Selected text -
★ ★ ★ ★
Collaborative Crystal Conditions

Protein crystallography is used extensively in drug development, as understanding the structure-activity relationship between the protein and the ligand enables a rational approach to drug design. Obtaining a good X-ray diffracting crystal of the macromolecule is a major bottleneck in the process, as it requires an exhaustive sampling and subsequent optimisation of the physicochemical space to find the particular crystallisation conditions for each protein. This project aims to develop a CINTEL approach to predict the conditions in which a certain protein will crystallise. 


Crystallizing a protein is a physical process driven mostly by favourable protein-protein interactions at the crystal contacts, modulated by additives, salts and other environmental factors. Previous attempts using ML/AI and other statistical methods have been unsuccessful, manifesting the fact that ML/AI cannot by itself, encompass the complexity and diversity of the problem. These previous works highlight the information gap between the amino acids sequence and the crystal, which can only be bridged by including a knowledge-based guidance of a researcher. Instead of leaping from sequence to the conditions space, we propose a new approach where several mid-steps are introduced in which the researcher can inform the ML/AI and critically analyse the decisions taken. Because the researcher will have finer information at each step, they can provide a physicochemical insight to the ML/AI strategy to improve the predictions.
★ ★ ★ ★
Dataset records:

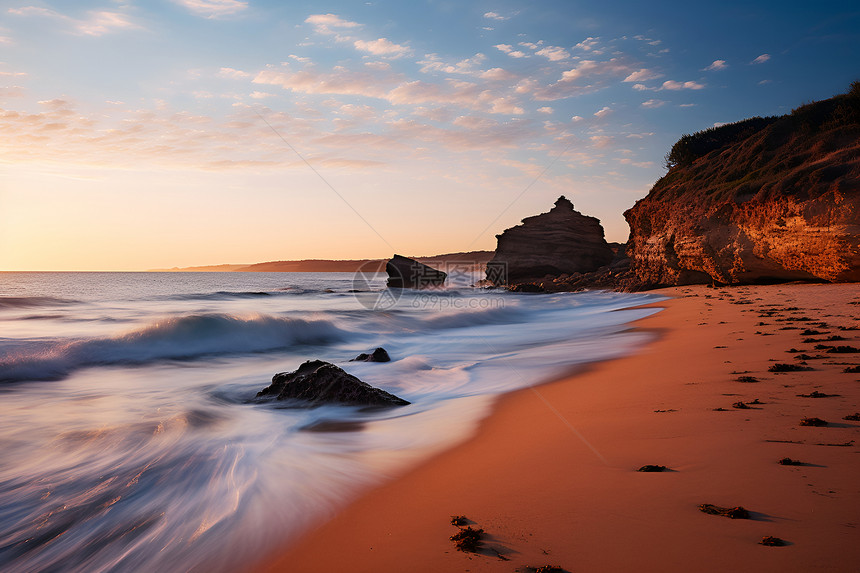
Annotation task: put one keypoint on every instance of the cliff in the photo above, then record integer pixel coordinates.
(763, 200)
(562, 241)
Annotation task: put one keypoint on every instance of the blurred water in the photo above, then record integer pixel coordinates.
(131, 439)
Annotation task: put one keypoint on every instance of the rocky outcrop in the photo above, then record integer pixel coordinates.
(316, 383)
(404, 272)
(378, 355)
(562, 241)
(765, 200)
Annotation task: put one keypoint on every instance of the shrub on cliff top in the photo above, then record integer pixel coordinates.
(832, 113)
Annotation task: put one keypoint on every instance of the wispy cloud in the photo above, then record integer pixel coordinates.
(495, 16)
(603, 112)
(467, 66)
(97, 23)
(509, 50)
(329, 23)
(642, 75)
(382, 47)
(653, 103)
(553, 53)
(716, 66)
(673, 85)
(232, 74)
(214, 8)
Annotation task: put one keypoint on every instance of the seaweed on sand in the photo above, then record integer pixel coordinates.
(787, 368)
(652, 468)
(730, 512)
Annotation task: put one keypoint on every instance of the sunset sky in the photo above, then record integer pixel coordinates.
(160, 133)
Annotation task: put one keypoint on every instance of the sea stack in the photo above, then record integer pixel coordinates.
(317, 383)
(562, 241)
(404, 272)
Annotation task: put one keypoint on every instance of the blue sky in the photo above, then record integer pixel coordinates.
(183, 132)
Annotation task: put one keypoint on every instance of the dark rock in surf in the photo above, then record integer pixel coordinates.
(404, 272)
(561, 241)
(318, 383)
(378, 355)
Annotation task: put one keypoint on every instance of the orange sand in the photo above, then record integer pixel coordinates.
(551, 477)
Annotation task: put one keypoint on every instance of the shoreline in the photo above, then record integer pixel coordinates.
(551, 474)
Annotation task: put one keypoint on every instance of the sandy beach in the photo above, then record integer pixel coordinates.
(551, 476)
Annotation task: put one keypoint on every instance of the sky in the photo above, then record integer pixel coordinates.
(152, 134)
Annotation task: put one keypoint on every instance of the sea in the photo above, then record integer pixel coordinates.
(131, 437)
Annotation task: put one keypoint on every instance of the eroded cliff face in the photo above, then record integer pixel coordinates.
(562, 241)
(781, 203)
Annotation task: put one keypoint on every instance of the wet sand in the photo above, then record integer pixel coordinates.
(551, 476)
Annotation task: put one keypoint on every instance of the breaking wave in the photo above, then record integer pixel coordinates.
(175, 338)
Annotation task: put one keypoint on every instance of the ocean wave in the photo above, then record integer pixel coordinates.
(175, 338)
(30, 301)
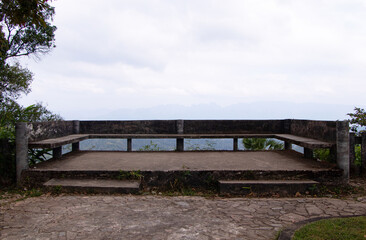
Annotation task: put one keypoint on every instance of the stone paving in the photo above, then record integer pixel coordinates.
(158, 217)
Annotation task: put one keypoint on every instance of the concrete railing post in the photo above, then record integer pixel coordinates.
(363, 153)
(21, 155)
(76, 130)
(180, 130)
(287, 130)
(235, 144)
(342, 149)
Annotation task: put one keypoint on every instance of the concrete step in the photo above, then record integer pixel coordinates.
(93, 185)
(267, 187)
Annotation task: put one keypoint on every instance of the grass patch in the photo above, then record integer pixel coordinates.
(353, 228)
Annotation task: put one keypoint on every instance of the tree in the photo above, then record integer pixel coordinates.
(25, 30)
(261, 144)
(358, 120)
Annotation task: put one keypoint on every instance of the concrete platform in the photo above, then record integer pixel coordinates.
(174, 161)
(180, 170)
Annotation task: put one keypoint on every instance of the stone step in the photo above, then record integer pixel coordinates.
(93, 185)
(266, 187)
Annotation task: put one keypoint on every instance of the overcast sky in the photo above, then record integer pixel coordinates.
(141, 54)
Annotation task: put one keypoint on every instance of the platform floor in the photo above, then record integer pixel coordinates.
(172, 161)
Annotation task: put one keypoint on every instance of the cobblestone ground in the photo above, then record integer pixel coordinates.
(154, 217)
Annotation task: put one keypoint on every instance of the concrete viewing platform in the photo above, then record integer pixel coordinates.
(177, 170)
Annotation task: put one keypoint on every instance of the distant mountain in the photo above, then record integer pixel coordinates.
(255, 110)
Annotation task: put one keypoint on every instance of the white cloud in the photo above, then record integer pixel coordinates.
(145, 53)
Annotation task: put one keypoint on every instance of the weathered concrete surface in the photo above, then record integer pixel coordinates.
(169, 161)
(153, 217)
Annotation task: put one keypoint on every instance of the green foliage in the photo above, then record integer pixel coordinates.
(261, 144)
(14, 81)
(338, 228)
(26, 27)
(209, 145)
(11, 113)
(358, 120)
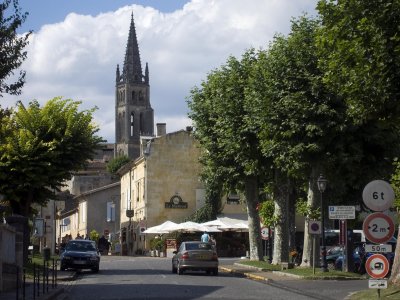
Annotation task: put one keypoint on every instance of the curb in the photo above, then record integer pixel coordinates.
(244, 274)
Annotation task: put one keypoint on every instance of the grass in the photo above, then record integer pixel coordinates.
(391, 293)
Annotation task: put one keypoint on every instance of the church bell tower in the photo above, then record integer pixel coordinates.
(134, 116)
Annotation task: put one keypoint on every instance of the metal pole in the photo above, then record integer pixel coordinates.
(313, 254)
(323, 247)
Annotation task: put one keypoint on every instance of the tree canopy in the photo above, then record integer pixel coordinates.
(40, 148)
(12, 46)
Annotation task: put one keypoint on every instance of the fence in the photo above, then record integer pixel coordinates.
(33, 281)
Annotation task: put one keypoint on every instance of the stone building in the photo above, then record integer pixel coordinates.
(162, 184)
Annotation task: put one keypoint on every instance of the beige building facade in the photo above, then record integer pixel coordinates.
(162, 184)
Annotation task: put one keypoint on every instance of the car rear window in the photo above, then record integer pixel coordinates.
(198, 246)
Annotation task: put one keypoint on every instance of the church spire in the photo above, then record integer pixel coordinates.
(132, 70)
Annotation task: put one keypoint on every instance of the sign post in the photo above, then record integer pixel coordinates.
(264, 236)
(378, 228)
(314, 228)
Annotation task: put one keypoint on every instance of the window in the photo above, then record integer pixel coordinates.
(233, 199)
(110, 212)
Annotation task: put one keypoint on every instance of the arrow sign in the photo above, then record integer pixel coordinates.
(378, 228)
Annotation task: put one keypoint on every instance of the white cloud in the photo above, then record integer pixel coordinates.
(77, 58)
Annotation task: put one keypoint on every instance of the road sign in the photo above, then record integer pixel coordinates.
(343, 233)
(377, 266)
(342, 212)
(378, 228)
(383, 248)
(314, 227)
(377, 284)
(264, 233)
(378, 195)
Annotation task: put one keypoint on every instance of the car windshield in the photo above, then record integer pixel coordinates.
(198, 246)
(79, 246)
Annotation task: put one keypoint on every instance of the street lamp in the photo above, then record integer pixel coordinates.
(321, 182)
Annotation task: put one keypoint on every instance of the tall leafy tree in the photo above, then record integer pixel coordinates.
(225, 129)
(12, 46)
(40, 147)
(300, 119)
(359, 48)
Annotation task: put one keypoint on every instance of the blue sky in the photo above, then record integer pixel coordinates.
(52, 11)
(77, 44)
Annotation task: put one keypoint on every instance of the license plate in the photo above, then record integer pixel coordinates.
(201, 257)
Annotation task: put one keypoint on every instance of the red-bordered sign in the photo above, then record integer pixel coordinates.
(264, 233)
(377, 266)
(378, 228)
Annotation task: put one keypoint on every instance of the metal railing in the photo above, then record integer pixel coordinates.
(37, 280)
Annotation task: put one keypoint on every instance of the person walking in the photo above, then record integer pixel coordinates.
(205, 238)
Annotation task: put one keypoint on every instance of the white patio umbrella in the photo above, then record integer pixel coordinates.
(190, 226)
(214, 223)
(161, 229)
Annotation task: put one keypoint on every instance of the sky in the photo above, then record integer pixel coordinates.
(76, 46)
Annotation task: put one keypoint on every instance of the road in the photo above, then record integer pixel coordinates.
(123, 277)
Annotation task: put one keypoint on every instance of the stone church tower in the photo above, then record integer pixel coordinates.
(134, 116)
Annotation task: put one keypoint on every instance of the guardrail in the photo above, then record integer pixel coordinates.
(37, 280)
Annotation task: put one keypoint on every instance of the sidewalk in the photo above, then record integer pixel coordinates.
(63, 280)
(255, 273)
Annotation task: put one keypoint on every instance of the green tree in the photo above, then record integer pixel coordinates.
(359, 48)
(116, 163)
(225, 130)
(300, 121)
(12, 46)
(40, 148)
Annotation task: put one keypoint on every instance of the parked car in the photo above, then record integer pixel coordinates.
(195, 255)
(358, 255)
(331, 256)
(80, 254)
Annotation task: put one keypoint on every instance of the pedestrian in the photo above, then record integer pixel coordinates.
(102, 244)
(205, 238)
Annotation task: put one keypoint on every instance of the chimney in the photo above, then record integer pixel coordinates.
(161, 129)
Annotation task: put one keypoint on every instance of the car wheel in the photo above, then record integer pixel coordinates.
(95, 270)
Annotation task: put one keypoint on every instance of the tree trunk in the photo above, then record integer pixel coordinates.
(251, 193)
(281, 235)
(395, 275)
(292, 219)
(308, 257)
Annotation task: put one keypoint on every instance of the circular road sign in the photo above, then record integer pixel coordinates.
(314, 227)
(378, 228)
(264, 233)
(377, 266)
(378, 195)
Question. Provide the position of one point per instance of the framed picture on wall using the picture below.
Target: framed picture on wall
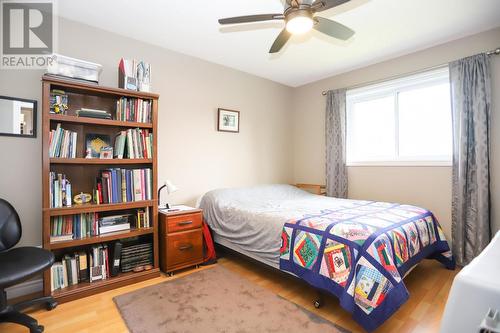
(228, 121)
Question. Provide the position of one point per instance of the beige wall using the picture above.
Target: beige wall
(191, 152)
(426, 186)
(282, 129)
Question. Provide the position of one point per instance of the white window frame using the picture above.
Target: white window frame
(393, 88)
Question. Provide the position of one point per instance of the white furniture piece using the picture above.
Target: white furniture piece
(475, 290)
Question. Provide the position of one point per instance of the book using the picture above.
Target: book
(118, 185)
(93, 113)
(62, 143)
(69, 227)
(117, 252)
(134, 110)
(94, 143)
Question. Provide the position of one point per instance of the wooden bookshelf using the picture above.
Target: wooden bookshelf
(101, 238)
(100, 161)
(82, 172)
(90, 288)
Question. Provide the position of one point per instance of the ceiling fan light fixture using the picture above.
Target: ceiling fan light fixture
(300, 23)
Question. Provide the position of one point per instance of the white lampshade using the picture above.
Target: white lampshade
(171, 188)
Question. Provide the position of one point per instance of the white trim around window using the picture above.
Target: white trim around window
(373, 122)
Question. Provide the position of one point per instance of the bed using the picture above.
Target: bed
(357, 250)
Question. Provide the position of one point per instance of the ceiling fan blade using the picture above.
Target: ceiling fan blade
(251, 18)
(332, 28)
(321, 5)
(280, 41)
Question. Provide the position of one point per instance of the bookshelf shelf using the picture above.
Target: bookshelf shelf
(102, 238)
(99, 161)
(91, 208)
(94, 89)
(82, 174)
(90, 288)
(97, 122)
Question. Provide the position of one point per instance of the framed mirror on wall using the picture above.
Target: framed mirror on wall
(18, 117)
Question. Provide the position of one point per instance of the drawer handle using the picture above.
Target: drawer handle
(183, 223)
(186, 247)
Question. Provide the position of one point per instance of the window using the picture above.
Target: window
(401, 122)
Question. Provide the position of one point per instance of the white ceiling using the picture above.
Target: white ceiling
(384, 29)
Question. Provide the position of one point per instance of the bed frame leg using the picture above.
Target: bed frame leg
(319, 301)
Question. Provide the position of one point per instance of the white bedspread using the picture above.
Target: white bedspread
(251, 219)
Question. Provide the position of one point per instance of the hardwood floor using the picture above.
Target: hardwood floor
(428, 284)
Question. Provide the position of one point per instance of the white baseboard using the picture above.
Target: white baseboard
(25, 288)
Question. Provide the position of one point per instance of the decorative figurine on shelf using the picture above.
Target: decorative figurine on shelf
(171, 188)
(82, 198)
(58, 101)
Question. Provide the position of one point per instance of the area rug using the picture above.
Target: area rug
(216, 300)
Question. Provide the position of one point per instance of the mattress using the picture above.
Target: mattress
(356, 250)
(250, 219)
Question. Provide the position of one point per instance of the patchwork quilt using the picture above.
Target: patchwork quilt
(361, 251)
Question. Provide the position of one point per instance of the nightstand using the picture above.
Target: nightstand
(181, 239)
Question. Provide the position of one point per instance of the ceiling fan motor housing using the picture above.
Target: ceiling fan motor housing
(292, 13)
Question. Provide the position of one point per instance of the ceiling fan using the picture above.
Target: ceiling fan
(299, 18)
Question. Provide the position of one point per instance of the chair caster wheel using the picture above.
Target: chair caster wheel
(51, 305)
(37, 329)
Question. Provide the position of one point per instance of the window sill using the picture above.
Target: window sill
(401, 164)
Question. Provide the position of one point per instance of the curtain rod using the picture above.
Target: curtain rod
(489, 53)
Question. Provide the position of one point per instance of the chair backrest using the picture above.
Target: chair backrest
(10, 226)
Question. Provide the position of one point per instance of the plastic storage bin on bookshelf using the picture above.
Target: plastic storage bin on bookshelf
(97, 97)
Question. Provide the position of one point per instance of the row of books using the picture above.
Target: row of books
(123, 185)
(93, 113)
(134, 143)
(69, 271)
(81, 267)
(80, 226)
(58, 101)
(134, 109)
(69, 227)
(62, 143)
(59, 190)
(100, 262)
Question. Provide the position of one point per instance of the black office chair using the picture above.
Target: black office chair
(18, 265)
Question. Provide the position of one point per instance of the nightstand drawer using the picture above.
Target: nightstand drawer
(184, 222)
(184, 248)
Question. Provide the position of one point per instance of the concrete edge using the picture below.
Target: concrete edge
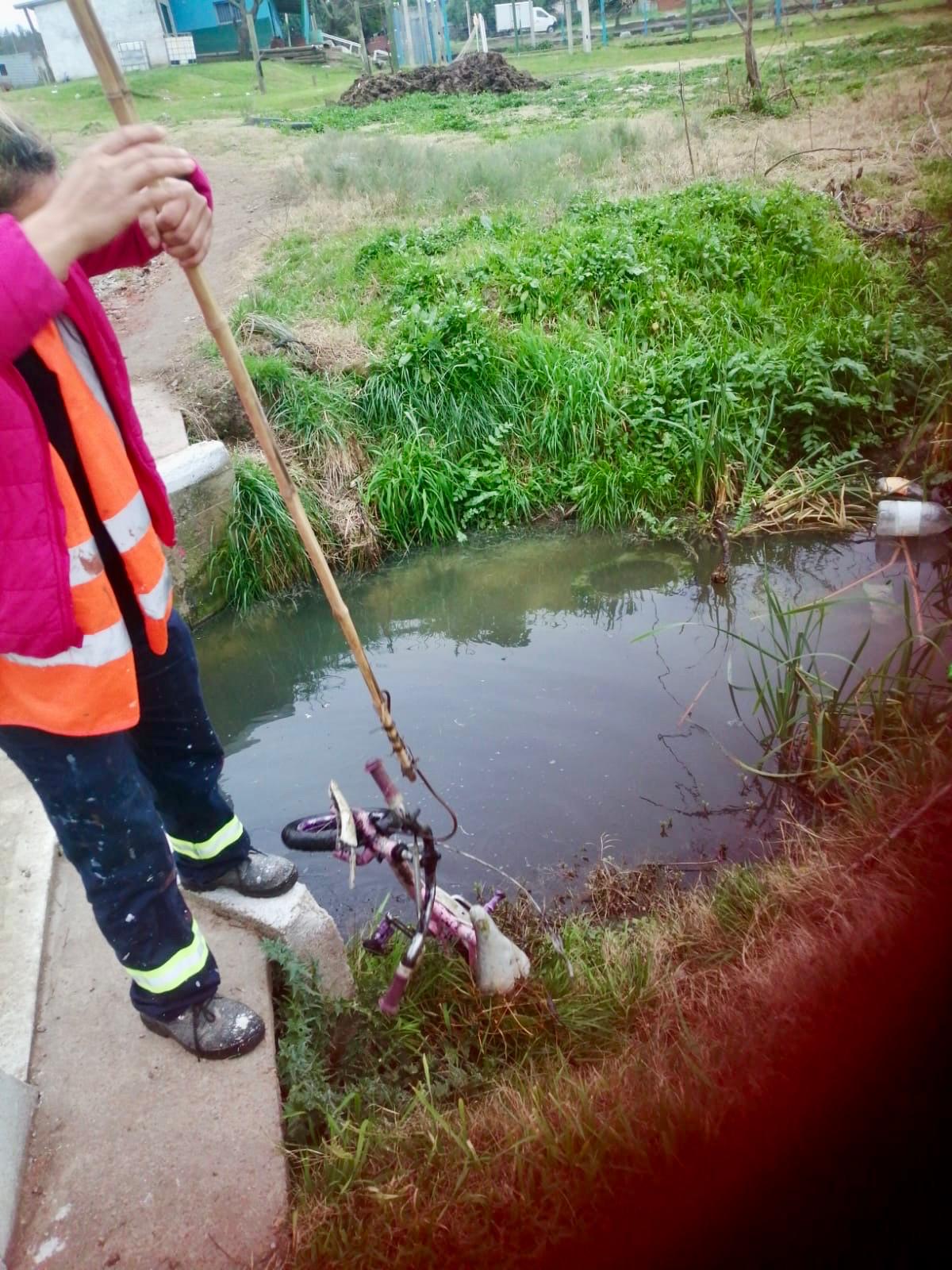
★ ★ ★ ★
Requirement 1 - According to the crystal conditions text, what modulates the favourable protein-protein interactions at the crystal contacts? List every item it names.
Requirement 2 - Continue the crystal conditions text after its final sentence.
The dataset records are separate material and have no connection to the crystal conditions text.

Answer 1 -
- Additives
- Salts
- Other environmental factors

Answer 2 -
Our group is in a privileged position of having an extensive dataset of positive but also negative crystallographic attempts, a vast expertise in protein crystallography and an exceptional high-throughput experimental setup. We have the data to train the ML/AI at each step, the scientific expertise to guide and inform the ML/AI models and the experimental setup to test the predictions. The successful application of this CINTEL-FSP project will have an impact beyond the BU and CSIRO, expanding the current limits of protein crystallography and demonstrating the potential of protein surface modelling.